__STATED GOAL 1__: In the forum post, where was the crude flotation setup shown in the video?
__STATED GOAL 2__: Rewrite the forum post starting with "I have a bucket" and going on through "through activated charcoal?", putting "sediment" wherever "silt" appears.
__STATED GOAL 3__:
For each statement, say yes or no according to the forum post, and quote the words that decide it.
(a) Paddles skim the froth into a trough.
(b) The black sands would be left in the material before it is classified.
(c) The poster knows how much micro gold the silt contains.

__PASSAGE__:
*****

# floatation question



## Wyndham (Jul 3, 2010)

I realize that all of the topic here have delt mainly with chemical extraction. I have a question that been nagging me for a bit.
I saw a video of a crude flotation setup in Mongolia where the ore is ground to extremely fine then mixed with water, agitated by large blender s in drums the oil is added. Paddles skim off the froth into a trough and later processed.
Because the oil is a hydrocarbon is it a possibility that the carbon acts like activated charcoal in helping attract the gold to the oil, as well as the stickyness of the oil.
If anyone knows, how efficient is this process and could this work in material that comes from fines from a river that is almost impossible to pan. The blk sands would have to be removed first then classified to below 200 mesh.
I have a bucket of silt from a washed gravel that has micro gold but I don't know how much and thought this might be a way to test a 5 gal bucket of silt.
Also would it make sense to then filter this through activated charcoal?

*****

__EXTRACTED RECORDS__:
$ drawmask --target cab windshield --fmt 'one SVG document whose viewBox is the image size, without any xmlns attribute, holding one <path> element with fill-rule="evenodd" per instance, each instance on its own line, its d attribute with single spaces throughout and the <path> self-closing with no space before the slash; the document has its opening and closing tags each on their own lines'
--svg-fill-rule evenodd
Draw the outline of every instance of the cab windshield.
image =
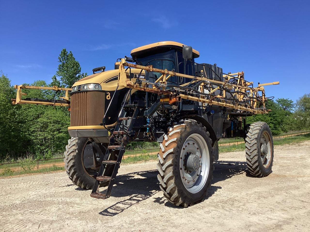
<svg viewBox="0 0 310 232">
<path fill-rule="evenodd" d="M 148 53 L 146 55 L 149 55 L 142 56 L 136 59 L 137 64 L 143 66 L 153 65 L 155 68 L 168 71 L 175 71 L 175 51 L 170 49 L 169 51 L 157 52 L 152 54 Z M 155 79 L 157 79 L 162 75 L 162 74 L 155 72 L 153 72 L 155 75 Z M 168 79 L 167 82 L 174 84 L 176 84 L 175 77 L 172 77 Z M 150 80 L 154 81 L 155 80 Z"/>
</svg>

*****

__FINAL RESULT 1__: Mongolia

__FINAL RESULT 2__:
I have a bucket of sediment from a washed gravel that has micro gold but I don't know how much and thought this might be a way to test a 5 gal bucket of sediment.
Also would it make sense to then filter this through activated charcoal?

__FINAL RESULT 3__:
(a) Yes: "Paddles skim off the froth into a trough"
(b) No: "The blk sands would have to be removed first"
(c) No: "has micro gold but I don't know how much"